TEXTO DE LEITURA
● ● ● ●

Hoje, a identificação de outras drogas é feita por meio de exame de sangue. Quando o condutor abordado em fiscalização não ingeriu bebida alcoólica, mas demonstra estar alterado, um indício de que pode ter consumido outra substância psicoativa, é encaminhado ao Instituto Médico Legal (IML) para a realização do teste. Caso o motorista recuse recolher o sangue, o médico perito fará um exame clínico para identificar a substância. 
 
Legislação frágil 
Na opinião do advogado criminalista Joaquim Fernandes, no Brasil as pessoas não têm medo de beber e dirigir porque a legislação é frágil. “Nem a fiscalização do bafômetro é eficaz, pois ninguém é obrigado a produzir prova contra si”. Para ele, a lei tem que ser dura, mas tem que ser exequível. 

“Aqui, o cidadão não teme a lei. Americano e europeu temem, pois o ato praticado traz sérias consequências. No caso do filho do Pitanguy, ele só foi  preso porque o momento do Brasil no Judiciário não é bom para réu nenhum”, diz.

Joaquim cita também as fraudes que permitem burlar a lei e que, segundo ele, são praticadas porque falta efetiva fiscalização, não há controle. “O cidadão, para não entregar a carteira no ato de suspensão, faz um Boletim de Ocorrência de extravio ou tira uma segunda via antes de ser notificado. Como a maioria das blitzes de trânsito não realiza consulta da habilitação no momento da abordagem, os condutores que estão com a CNH suspensa continuam sem punição.”, exemplifica. 

Casos que deram repercussão
Renner – Um dos casos mais recentes envolve o cantor Renner, da ex-dupla sertaneja Rick e Renner. Em 2014, um dia depois do Natal, foi detido visivelmente bêbado, depois de provocar um acidente. Treze anos antes, em 2001, ele matou um casal que estava em uma moto, quando em alta velocidade atravessou para a pista contrária com sua BMW.  Depois do acidente, o cantor acumulou em cinco anos 154 pontos na CNH e ainda participou, ao lado do antigo parceiro Rick, de uma campanha contra acidentes de trânsito a convite da Polícia Rodoviária do Estado de São Paulo.

● ● ● ●

DADOS EXTRAÍDOS
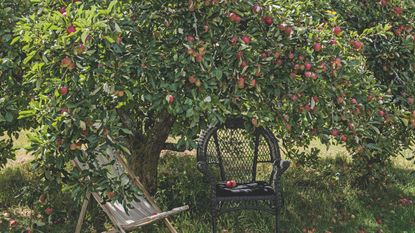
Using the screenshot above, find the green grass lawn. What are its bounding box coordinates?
[0,136,415,233]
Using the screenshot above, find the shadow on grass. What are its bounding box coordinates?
[0,155,415,233]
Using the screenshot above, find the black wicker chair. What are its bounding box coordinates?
[197,118,290,233]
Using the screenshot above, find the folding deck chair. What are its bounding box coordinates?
[74,153,189,233]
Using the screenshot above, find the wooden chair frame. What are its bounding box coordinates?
[74,154,189,233]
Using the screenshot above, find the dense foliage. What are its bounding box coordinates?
[0,0,32,167]
[0,0,415,204]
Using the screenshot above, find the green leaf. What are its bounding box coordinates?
[121,128,134,135]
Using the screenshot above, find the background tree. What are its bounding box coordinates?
[0,0,31,167]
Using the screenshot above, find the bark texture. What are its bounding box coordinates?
[129,111,174,194]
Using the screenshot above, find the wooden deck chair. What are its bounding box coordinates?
[74,150,189,233]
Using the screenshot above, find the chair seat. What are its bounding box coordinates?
[216,181,275,197]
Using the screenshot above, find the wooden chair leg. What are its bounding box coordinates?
[75,193,91,233]
[163,218,177,233]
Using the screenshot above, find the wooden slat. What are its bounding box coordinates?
[115,154,177,233]
[92,193,126,233]
[74,153,189,233]
[122,205,189,231]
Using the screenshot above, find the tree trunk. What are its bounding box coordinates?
[129,111,174,194]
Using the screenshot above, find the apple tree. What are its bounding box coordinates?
[9,0,413,204]
[0,0,30,167]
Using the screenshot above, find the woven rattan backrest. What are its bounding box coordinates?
[206,121,274,182]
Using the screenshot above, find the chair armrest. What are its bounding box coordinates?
[272,160,291,183]
[196,161,216,188]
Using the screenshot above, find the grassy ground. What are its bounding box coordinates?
[0,138,415,233]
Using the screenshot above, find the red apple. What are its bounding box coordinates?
[274,52,281,59]
[290,72,297,79]
[238,76,245,89]
[39,194,46,204]
[195,53,203,62]
[251,79,256,87]
[313,43,321,52]
[291,95,298,102]
[168,95,174,104]
[66,25,76,34]
[252,4,262,13]
[352,40,363,51]
[262,16,273,26]
[330,128,339,137]
[59,86,68,96]
[225,180,236,188]
[229,12,241,23]
[231,36,238,44]
[304,63,313,70]
[304,104,313,112]
[59,108,69,114]
[186,35,195,43]
[251,117,258,127]
[241,61,248,69]
[284,27,293,36]
[379,0,388,6]
[378,110,385,117]
[9,219,17,227]
[304,71,313,78]
[242,36,251,44]
[332,26,342,36]
[45,207,53,215]
[107,192,115,199]
[393,6,403,16]
[236,50,244,60]
[59,7,66,16]
[188,75,197,84]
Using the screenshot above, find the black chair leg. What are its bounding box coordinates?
[210,201,218,233]
[212,209,218,233]
[275,198,280,233]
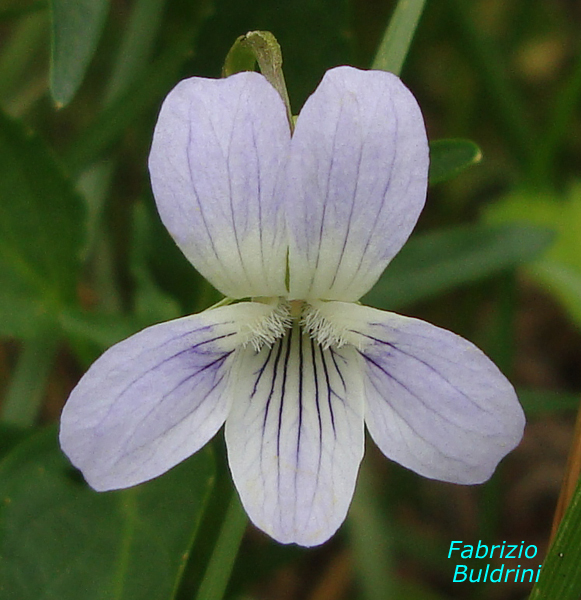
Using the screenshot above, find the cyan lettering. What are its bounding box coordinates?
[476,540,488,558]
[490,565,504,583]
[520,569,535,583]
[453,565,468,583]
[448,540,462,558]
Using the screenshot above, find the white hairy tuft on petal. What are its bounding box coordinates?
[226,323,364,546]
[240,298,292,352]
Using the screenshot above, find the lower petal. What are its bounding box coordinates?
[320,302,525,484]
[60,303,270,491]
[226,326,364,546]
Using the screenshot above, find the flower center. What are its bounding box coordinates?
[243,298,351,352]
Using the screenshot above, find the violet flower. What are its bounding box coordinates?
[60,67,524,546]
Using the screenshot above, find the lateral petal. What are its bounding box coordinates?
[149,72,290,298]
[281,67,429,301]
[60,303,270,491]
[226,326,364,546]
[320,302,525,484]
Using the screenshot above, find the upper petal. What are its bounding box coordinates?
[226,326,364,546]
[320,303,525,484]
[60,303,269,491]
[281,67,429,301]
[149,73,290,298]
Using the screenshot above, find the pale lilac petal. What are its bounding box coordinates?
[149,73,290,298]
[281,67,429,301]
[318,302,525,484]
[226,326,364,546]
[60,303,274,491]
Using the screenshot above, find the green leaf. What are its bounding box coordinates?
[0,113,85,334]
[222,31,294,130]
[371,0,426,75]
[363,225,553,309]
[429,140,482,185]
[517,389,579,417]
[0,429,214,600]
[65,29,193,173]
[50,0,109,106]
[485,181,581,326]
[529,480,581,600]
[192,0,354,112]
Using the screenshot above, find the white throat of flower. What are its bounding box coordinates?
[241,298,361,352]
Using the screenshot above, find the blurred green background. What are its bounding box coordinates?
[0,0,581,600]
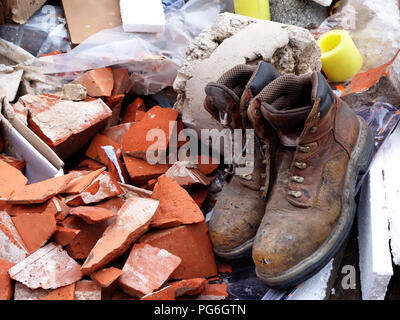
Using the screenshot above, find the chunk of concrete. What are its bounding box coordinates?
[173,13,321,148]
[358,149,393,300]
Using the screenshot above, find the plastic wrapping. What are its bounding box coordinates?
[0,5,71,57]
[33,0,234,95]
[312,0,400,71]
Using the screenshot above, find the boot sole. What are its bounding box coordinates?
[256,118,375,289]
[214,237,255,260]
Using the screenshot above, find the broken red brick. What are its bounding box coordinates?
[62,167,106,194]
[4,197,62,217]
[118,243,181,298]
[94,197,124,213]
[20,95,112,159]
[85,134,121,165]
[90,267,124,288]
[7,173,76,204]
[165,161,210,187]
[112,68,131,96]
[103,94,125,127]
[151,175,204,228]
[75,280,101,300]
[69,206,116,224]
[139,222,218,279]
[122,106,178,160]
[65,172,124,207]
[218,262,232,273]
[76,159,104,171]
[14,282,51,301]
[0,211,28,263]
[81,197,159,274]
[0,160,28,200]
[0,154,26,171]
[12,213,56,253]
[123,154,170,186]
[62,216,109,259]
[8,243,83,289]
[80,67,114,97]
[121,98,146,123]
[140,286,175,301]
[40,283,75,301]
[53,226,81,247]
[196,283,229,300]
[0,260,14,300]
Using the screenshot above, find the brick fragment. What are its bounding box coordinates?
[8,243,83,289]
[81,197,159,274]
[14,282,51,301]
[118,244,181,298]
[90,267,124,288]
[80,67,114,97]
[7,173,76,204]
[65,172,124,207]
[20,96,112,159]
[85,134,121,165]
[75,280,101,300]
[112,68,131,96]
[121,98,146,123]
[0,211,28,263]
[69,206,116,224]
[62,216,109,259]
[122,106,178,160]
[53,226,81,247]
[151,175,204,228]
[139,222,218,279]
[12,213,56,253]
[62,167,106,194]
[39,283,75,301]
[0,259,14,300]
[0,154,26,171]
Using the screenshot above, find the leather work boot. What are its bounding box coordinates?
[204,62,279,260]
[248,72,375,288]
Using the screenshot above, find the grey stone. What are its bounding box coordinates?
[269,0,328,30]
[174,13,321,151]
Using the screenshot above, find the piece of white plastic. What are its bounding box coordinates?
[313,0,332,7]
[120,0,165,33]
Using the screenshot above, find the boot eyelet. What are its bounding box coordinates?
[297,146,311,153]
[291,176,304,183]
[310,127,318,133]
[288,190,303,198]
[294,162,307,169]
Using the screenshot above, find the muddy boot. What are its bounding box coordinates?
[248,72,375,288]
[204,62,279,260]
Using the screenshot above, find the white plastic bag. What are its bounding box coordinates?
[32,0,231,95]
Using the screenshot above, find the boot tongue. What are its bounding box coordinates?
[258,73,318,147]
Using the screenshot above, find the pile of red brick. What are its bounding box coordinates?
[0,68,230,300]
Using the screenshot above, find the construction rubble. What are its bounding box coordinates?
[0,0,400,301]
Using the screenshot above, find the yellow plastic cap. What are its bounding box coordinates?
[317,30,363,82]
[233,0,271,20]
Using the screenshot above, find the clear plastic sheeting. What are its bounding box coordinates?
[312,0,400,71]
[33,0,234,95]
[0,5,71,57]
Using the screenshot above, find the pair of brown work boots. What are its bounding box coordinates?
[204,62,374,288]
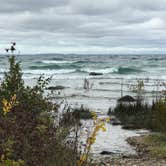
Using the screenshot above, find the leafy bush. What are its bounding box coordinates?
[0,56,76,166]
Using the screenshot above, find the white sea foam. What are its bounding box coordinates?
[81,67,119,74]
[42,60,75,64]
[23,69,75,75]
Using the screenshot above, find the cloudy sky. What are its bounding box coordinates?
[0,0,166,53]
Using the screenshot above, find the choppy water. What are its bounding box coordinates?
[0,54,163,153]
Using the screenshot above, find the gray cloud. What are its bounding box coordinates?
[0,0,166,53]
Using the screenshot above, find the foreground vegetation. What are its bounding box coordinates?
[0,56,79,166]
[0,43,105,166]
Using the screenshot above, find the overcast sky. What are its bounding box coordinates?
[0,0,166,53]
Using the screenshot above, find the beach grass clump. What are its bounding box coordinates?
[144,134,166,158]
[0,56,76,166]
[73,106,93,119]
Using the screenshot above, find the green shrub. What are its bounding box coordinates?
[0,56,76,166]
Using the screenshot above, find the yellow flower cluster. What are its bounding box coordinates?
[2,94,18,115]
[77,112,110,166]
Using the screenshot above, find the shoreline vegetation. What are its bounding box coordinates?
[0,44,166,166]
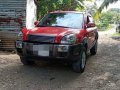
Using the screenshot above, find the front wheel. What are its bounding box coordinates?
[72,48,86,73]
[20,56,35,65]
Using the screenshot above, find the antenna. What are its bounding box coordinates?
[74,0,88,13]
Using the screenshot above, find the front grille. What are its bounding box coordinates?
[28,35,55,43]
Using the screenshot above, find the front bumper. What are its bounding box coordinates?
[16,41,83,61]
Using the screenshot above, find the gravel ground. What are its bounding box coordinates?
[0,31,120,90]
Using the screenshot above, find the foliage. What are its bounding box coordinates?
[94,0,119,19]
[97,11,120,30]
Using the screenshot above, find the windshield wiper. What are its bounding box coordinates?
[53,25,70,28]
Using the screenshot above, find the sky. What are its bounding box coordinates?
[85,0,120,11]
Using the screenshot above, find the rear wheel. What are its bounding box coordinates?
[20,56,35,65]
[90,40,98,55]
[72,48,86,73]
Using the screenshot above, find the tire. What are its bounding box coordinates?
[90,40,98,55]
[72,48,86,73]
[20,56,35,65]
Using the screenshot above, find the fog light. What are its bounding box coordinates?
[58,45,69,52]
[16,41,22,48]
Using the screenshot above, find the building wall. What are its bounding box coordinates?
[26,0,37,29]
[0,0,36,49]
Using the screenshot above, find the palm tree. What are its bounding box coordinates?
[94,0,119,19]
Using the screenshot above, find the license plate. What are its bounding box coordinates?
[33,45,49,56]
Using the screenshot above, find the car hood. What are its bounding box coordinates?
[28,27,79,36]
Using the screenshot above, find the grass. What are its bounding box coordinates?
[113,33,120,37]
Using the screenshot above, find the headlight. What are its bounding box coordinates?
[61,34,76,44]
[17,31,23,40]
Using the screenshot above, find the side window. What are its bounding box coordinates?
[89,16,94,23]
[87,16,94,24]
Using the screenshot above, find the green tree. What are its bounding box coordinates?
[94,0,119,19]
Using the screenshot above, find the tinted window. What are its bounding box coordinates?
[38,13,83,29]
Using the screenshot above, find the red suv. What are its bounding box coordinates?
[16,11,98,73]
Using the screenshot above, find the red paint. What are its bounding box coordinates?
[22,11,97,43]
[21,28,28,41]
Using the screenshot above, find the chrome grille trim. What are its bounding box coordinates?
[28,35,55,43]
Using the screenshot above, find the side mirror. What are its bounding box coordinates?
[34,21,39,26]
[87,22,96,28]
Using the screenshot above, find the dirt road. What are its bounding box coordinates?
[0,29,120,90]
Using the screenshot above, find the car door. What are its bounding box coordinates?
[86,15,96,49]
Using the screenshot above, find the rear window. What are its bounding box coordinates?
[38,13,83,29]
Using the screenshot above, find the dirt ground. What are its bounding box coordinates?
[0,31,120,90]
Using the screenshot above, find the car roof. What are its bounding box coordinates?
[50,10,86,14]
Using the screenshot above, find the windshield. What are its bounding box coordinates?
[38,13,83,29]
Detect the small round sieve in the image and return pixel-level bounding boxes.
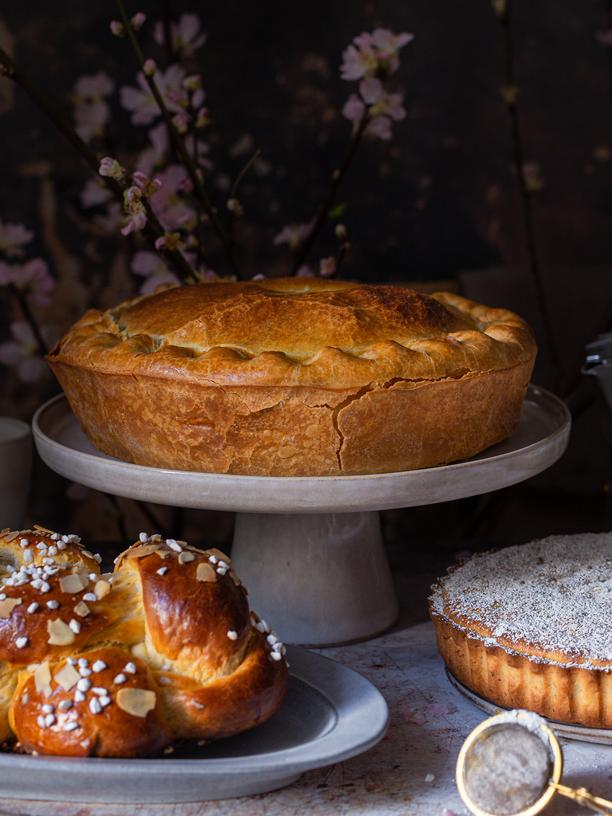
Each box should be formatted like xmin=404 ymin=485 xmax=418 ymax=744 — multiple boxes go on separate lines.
xmin=457 ymin=711 xmax=612 ymax=816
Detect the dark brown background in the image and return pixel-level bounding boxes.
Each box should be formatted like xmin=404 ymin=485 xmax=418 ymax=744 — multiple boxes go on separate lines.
xmin=0 ymin=0 xmax=612 ymax=596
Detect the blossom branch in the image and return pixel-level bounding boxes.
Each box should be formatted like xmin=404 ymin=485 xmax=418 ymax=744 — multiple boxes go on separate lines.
xmin=160 ymin=0 xmax=174 ymax=65
xmin=293 ymin=107 xmax=370 ymax=274
xmin=0 ymin=48 xmax=194 ymax=283
xmin=494 ymin=0 xmax=563 ymax=377
xmin=226 ymin=148 xmax=261 ymax=246
xmin=116 ymin=0 xmax=239 ymax=275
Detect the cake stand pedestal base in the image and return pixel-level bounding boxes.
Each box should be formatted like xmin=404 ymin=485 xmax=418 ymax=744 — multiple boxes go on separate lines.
xmin=232 ymin=512 xmax=398 ymax=646
xmin=32 ymin=386 xmax=570 ymax=646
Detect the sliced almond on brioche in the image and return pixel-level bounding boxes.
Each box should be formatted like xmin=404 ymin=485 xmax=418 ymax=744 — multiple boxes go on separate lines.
xmin=59 ymin=572 xmax=87 ymax=595
xmin=34 ymin=660 xmax=51 ymax=697
xmin=94 ymin=578 xmax=111 ymax=601
xmin=47 ymin=618 xmax=74 ymax=646
xmin=74 ymin=601 xmax=91 ymax=618
xmin=196 ymin=562 xmax=217 ymax=583
xmin=53 ymin=663 xmax=81 ymax=691
xmin=117 ymin=688 xmax=157 ymax=718
xmin=205 ymin=547 xmax=232 ymax=565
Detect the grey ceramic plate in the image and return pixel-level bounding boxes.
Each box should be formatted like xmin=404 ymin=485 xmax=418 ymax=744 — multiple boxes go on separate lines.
xmin=446 ymin=669 xmax=612 ymax=745
xmin=32 ymin=385 xmax=570 ymax=513
xmin=0 ymin=647 xmax=389 ymax=803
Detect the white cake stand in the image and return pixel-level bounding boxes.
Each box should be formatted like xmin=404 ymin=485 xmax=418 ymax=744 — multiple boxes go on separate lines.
xmin=32 ymin=386 xmax=570 ymax=646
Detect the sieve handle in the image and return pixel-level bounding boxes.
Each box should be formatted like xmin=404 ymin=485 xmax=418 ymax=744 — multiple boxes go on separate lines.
xmin=552 ymin=782 xmax=612 ymax=816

● ● ● ●

TRABALHO SOLICITADO
1. No texto sobre álcool e direção, o que acontece se o motorista se recusar a ter o sangue recolhido no IML?
2. Prossiga com o texto sobre álcool e direção a partir do ponto em que ele termina.
Os itens não precisam ser consultados.

RESPOSTAS FORNECIDAS
1. O médico perito fará um exame clínico para identificar a substância.

2.
Carli Filho – Em 2009, o então deputado estadual Carli Filho, do Paraná, dirigindo a 173 km por hora, colidiu com o carro do estudante Rafael Yared, que morreu. Na época, foi constatado que ele dirigia em alta velocidade, com a carteira de habilitação suspensa e ainda com indícios de embriaguez. O processo se arrasta até hoje e a cada novo movimento processual, a defesa do ex-deputado produz recursos em instâncias superiores, retardando o julgamento do caso.

Thor Batista – Outro caso que ganhou notoriedade foi o de Thor, filho do empresário Eike Batista. Em 2012 ele atropelou e matou um ciclista na Rio-Petrópolis. O primeiro laudo pericial concluiu que ele trafegava acima da velocidade permitida para o local, que é de 110 km/h. Com base em um segundo laudo, que indicou que uma velocidade menor, Thor foi absolvido.
 
Rigor americano
Nos Estados Unidos, quando o policial aborda um motorista suspeito, conclui se ele bebeu ou não aplicando testes na rua, como os que se veem nos filmes e na TV: o condutor tem de provar que consegue se equilibrar em uma perna e andar em linha reta. Se bambear, vai algemado para a delegacia.

Lá, pode até se recusar a soprar o bafômetro, mas será indiciado do mesmo jeito, graças ao mecanismo da “culpa presumida”. O rigor aplicado tem um caso exemplar: em 2009, Bobby Joe Stovall, de 54 anos, dirigia seu caminhão no Texas e se envolveu em um acidente. Havia ingerido uma quantidade de álcool quatro vezes mais alta do que a permitida no Estado. Como foi a nona vez que Stovall foi pego dirigindo bêbado, o juiz o sentenciou à prisão perpétua, por entender que era a única forma de impedir que ele continuasse ameaçando vidas. E também não adianta ser celebridade. Confira alguns casos:

Kiefer Sutherland – O protagonista da série 24 Horas já passou 48 dias na cadeia por dirigir embriagado.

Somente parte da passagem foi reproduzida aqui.